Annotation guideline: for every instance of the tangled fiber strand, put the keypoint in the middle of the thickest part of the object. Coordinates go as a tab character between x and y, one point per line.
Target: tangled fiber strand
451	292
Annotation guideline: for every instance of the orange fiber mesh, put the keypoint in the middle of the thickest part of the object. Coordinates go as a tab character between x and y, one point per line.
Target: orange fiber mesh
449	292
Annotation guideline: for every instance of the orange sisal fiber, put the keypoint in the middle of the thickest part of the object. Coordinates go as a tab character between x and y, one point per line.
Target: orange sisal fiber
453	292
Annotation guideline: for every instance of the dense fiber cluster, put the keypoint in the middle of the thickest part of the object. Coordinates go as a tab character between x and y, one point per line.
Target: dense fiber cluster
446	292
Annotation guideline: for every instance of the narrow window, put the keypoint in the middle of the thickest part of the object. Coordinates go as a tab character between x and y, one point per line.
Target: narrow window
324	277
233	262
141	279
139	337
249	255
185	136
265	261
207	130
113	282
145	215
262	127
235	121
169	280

---

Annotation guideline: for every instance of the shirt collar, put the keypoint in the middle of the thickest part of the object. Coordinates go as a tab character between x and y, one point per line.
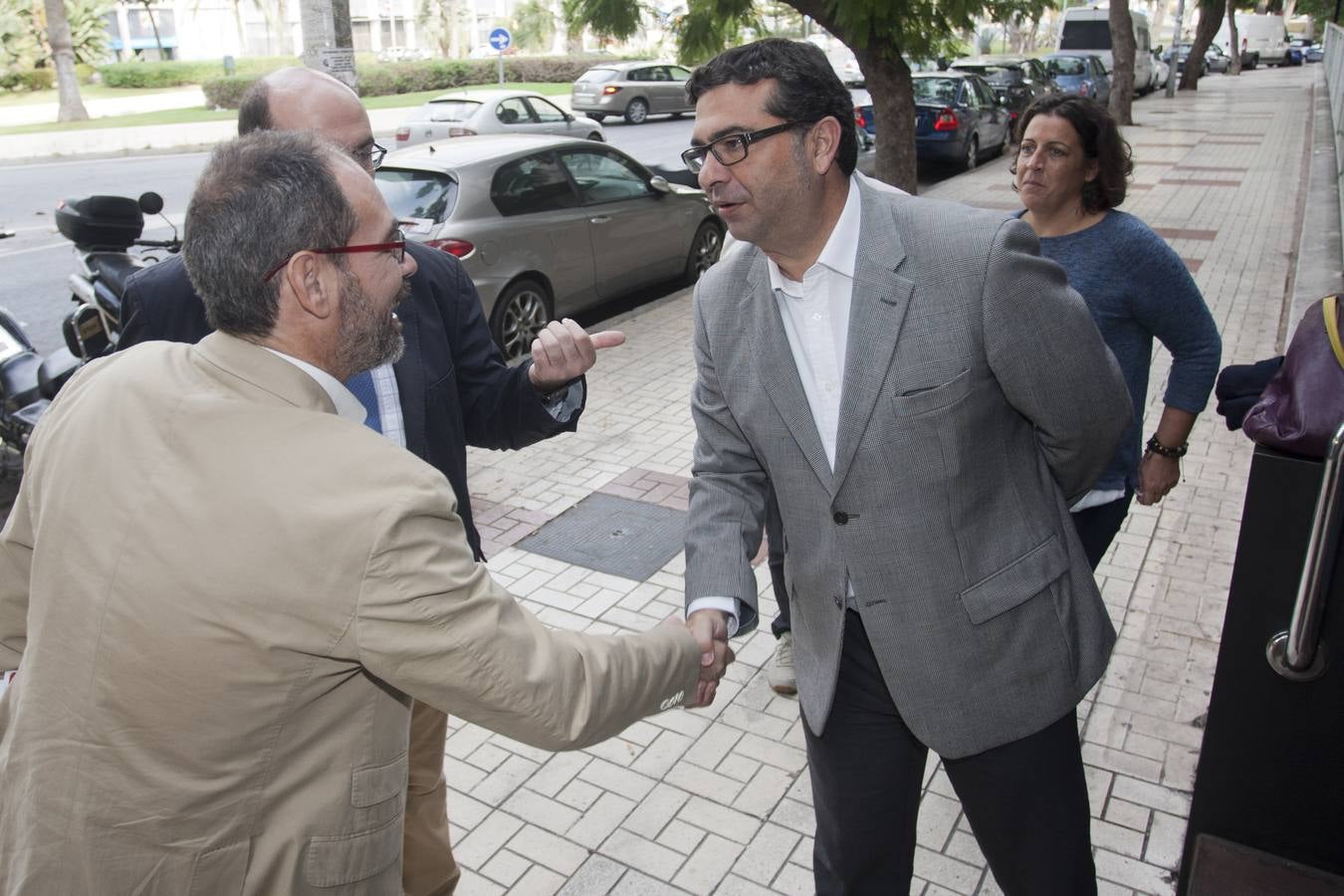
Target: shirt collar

> _TASK STATEMENT_:
Update the data starting with the line with "Annotation guideline: for every instance of the shirt" and going on through the line with "Target: shirt collar", so that "shirt collar" becomes "coat collar" and nothing else changes. Omit the pictures from your answer.

> _TASK RESULT_:
Annotation guideline: for every instance of the coat collar, put the keypoint in the middle of the thickest part of the object. Coordinates go as a tab character between x and y, one point per line.
Target: coat collar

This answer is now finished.